** RECORDED INFORMATION **
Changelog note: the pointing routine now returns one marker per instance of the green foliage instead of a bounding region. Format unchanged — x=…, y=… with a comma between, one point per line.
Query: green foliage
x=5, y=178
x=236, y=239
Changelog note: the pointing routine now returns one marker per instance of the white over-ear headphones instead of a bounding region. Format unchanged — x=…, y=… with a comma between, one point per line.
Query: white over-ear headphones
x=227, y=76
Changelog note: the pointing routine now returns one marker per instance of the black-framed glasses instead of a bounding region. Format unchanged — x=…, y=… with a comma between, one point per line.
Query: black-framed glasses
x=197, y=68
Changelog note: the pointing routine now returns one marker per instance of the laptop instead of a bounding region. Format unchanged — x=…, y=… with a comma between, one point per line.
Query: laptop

==

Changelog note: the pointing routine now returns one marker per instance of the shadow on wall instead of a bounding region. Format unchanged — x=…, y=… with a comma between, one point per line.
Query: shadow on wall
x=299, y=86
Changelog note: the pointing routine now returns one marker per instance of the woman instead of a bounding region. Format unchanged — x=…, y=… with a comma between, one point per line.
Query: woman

** ABOUT THIS TASK **
Your answer should consist of each line above in which "laptop" appears.

** ANSWER AREA **
Changelog note: the pointing routine now returns one marker per instance of the laptop instead of a bounding region. Format unchanged — x=…, y=… with a comma between, one point per line.
Query: laptop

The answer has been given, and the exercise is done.